EXERCISE TASK:
Put the lines below, from the one containing "Where can you see the low" through the final line, both included, into a numbered list, leaving out any blank lines.

----------------

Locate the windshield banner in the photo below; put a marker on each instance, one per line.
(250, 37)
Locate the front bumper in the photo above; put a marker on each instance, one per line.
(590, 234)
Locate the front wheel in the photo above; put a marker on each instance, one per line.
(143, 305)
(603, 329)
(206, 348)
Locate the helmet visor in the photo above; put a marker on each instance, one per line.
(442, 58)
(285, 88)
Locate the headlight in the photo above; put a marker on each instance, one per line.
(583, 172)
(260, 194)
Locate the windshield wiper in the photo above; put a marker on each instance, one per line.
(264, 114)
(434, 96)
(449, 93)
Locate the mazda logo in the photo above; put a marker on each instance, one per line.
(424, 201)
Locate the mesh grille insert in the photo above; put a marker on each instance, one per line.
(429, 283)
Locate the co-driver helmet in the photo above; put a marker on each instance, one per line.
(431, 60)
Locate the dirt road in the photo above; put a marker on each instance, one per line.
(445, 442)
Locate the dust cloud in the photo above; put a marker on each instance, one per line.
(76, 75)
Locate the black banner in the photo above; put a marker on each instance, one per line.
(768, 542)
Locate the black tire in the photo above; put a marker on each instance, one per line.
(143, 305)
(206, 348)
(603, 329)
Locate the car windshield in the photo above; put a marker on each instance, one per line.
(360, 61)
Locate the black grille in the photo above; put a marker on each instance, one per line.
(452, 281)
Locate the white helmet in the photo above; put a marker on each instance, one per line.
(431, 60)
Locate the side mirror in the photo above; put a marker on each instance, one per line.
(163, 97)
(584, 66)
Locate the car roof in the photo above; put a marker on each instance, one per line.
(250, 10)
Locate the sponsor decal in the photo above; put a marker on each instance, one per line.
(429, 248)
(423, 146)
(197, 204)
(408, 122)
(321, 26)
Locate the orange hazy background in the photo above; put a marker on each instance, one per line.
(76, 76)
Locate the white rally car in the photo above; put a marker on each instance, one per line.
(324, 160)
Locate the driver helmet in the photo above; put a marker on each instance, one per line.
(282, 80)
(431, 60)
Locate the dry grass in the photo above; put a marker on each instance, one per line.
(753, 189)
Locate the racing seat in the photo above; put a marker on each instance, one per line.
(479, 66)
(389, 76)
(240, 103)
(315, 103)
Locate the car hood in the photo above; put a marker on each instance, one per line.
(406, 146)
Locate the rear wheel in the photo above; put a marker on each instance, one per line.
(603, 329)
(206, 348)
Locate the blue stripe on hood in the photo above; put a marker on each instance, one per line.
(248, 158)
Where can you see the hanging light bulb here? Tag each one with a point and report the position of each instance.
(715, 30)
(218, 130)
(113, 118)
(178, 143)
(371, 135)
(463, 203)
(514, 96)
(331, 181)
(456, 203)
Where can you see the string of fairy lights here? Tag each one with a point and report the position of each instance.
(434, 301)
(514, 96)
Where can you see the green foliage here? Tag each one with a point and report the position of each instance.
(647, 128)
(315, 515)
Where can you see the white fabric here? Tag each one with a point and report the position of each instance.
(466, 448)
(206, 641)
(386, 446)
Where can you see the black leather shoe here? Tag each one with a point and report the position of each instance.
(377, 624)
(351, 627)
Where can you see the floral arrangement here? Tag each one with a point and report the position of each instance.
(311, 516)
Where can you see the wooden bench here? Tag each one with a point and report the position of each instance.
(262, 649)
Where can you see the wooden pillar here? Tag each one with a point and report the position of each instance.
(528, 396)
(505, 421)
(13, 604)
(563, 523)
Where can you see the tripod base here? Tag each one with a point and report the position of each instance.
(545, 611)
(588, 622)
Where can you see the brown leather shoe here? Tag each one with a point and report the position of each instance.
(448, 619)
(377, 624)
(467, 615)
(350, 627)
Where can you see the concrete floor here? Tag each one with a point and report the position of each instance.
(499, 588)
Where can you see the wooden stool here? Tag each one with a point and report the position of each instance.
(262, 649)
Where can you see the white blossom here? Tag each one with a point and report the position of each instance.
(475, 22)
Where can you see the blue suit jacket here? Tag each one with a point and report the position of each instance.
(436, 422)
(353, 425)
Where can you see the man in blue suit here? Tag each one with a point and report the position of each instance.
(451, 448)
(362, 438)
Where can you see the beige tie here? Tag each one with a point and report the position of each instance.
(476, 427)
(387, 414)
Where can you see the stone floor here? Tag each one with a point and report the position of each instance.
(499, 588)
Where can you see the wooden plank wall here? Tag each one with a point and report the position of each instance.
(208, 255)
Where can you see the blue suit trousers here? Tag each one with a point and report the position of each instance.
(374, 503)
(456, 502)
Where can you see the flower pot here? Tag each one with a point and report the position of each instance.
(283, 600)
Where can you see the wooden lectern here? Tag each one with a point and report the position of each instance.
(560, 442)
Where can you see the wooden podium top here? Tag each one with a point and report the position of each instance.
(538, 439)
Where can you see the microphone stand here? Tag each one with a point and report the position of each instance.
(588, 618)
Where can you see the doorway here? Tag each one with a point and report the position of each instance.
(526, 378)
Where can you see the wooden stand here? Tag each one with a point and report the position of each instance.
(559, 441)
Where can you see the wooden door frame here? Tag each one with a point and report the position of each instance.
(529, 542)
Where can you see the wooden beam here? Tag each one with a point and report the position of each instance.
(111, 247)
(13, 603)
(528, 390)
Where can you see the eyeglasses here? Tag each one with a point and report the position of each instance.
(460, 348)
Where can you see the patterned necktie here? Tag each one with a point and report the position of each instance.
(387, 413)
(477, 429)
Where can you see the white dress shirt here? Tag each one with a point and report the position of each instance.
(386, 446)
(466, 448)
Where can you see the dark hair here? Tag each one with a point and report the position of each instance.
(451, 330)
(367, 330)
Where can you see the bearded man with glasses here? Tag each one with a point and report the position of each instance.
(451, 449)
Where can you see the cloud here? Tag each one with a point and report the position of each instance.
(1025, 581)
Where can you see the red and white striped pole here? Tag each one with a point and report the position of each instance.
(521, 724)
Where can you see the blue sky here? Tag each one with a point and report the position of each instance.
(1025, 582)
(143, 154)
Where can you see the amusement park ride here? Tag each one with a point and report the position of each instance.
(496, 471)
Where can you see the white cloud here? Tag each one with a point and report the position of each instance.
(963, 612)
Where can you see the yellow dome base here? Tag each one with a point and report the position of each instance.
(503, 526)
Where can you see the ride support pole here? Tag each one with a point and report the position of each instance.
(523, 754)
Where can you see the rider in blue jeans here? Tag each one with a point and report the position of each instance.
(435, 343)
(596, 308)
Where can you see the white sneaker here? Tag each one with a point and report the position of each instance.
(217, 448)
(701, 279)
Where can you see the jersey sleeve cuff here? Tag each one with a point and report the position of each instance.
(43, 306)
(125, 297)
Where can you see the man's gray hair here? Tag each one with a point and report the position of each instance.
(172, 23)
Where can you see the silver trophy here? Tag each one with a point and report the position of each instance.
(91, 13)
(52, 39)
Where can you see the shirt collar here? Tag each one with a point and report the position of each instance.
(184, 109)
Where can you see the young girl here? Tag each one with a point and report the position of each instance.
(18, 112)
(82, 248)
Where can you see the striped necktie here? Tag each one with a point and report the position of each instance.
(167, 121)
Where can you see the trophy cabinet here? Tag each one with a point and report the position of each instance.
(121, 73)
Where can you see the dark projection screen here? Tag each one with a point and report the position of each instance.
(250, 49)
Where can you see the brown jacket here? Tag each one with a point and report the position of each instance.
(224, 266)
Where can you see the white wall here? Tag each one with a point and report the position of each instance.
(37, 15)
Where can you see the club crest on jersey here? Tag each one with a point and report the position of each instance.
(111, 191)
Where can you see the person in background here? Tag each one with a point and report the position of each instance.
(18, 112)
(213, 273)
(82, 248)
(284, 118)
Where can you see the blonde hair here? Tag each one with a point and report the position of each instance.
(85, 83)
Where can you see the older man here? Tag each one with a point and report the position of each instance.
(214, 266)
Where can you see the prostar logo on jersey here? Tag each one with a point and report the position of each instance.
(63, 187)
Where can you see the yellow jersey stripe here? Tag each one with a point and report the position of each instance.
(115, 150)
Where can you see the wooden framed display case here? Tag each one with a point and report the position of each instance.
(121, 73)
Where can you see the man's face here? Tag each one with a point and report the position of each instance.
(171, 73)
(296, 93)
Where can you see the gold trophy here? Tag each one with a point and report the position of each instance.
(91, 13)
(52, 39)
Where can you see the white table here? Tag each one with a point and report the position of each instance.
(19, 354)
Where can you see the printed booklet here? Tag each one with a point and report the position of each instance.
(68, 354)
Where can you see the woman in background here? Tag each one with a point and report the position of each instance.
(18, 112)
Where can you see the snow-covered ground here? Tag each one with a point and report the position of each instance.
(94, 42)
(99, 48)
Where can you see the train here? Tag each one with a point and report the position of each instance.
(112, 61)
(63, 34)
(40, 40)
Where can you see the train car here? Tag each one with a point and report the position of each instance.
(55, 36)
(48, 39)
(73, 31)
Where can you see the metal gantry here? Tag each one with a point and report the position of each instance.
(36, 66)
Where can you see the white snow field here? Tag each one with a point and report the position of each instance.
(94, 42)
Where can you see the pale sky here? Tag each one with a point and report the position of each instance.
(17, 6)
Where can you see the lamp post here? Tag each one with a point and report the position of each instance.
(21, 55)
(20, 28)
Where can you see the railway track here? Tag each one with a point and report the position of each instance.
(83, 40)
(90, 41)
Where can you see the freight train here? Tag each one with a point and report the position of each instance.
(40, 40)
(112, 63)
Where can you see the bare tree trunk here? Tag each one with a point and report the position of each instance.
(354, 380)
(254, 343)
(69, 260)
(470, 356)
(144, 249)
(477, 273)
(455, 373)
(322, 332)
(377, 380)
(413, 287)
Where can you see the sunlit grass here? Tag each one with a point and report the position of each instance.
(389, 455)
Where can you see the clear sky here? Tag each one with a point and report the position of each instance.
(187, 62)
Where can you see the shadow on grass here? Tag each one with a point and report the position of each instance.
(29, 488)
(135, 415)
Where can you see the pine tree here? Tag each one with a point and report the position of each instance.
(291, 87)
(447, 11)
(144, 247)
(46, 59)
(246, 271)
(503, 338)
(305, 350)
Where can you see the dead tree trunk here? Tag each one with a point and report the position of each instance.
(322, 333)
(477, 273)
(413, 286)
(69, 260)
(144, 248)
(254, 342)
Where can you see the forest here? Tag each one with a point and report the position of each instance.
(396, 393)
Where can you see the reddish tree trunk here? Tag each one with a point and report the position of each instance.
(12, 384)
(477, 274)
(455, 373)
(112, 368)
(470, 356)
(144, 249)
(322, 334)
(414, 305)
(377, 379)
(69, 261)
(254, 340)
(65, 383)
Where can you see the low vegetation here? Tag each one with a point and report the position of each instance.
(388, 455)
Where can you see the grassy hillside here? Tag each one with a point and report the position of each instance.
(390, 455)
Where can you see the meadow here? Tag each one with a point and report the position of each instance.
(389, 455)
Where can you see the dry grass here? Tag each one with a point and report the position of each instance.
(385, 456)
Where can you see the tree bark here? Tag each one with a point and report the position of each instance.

----------------

SOLVED PROBLEM:
1. Where can you see the low vegetation here? Tag each one with a point and report the position of each instance.
2. (388, 455)
3. Where can you see the grassy hillside here? Tag each one with a point and report the position of each instance.
4. (390, 455)
5. Where can you see the meadow here? Tag each one with a point and report the position of each instance.
6. (389, 455)
7. Where can you see the dry grass here? Tag each one with a point and report the position of each instance.
8. (385, 456)
9. Where can you see the tree bark here? Tag each one with a point and report the position of each instance.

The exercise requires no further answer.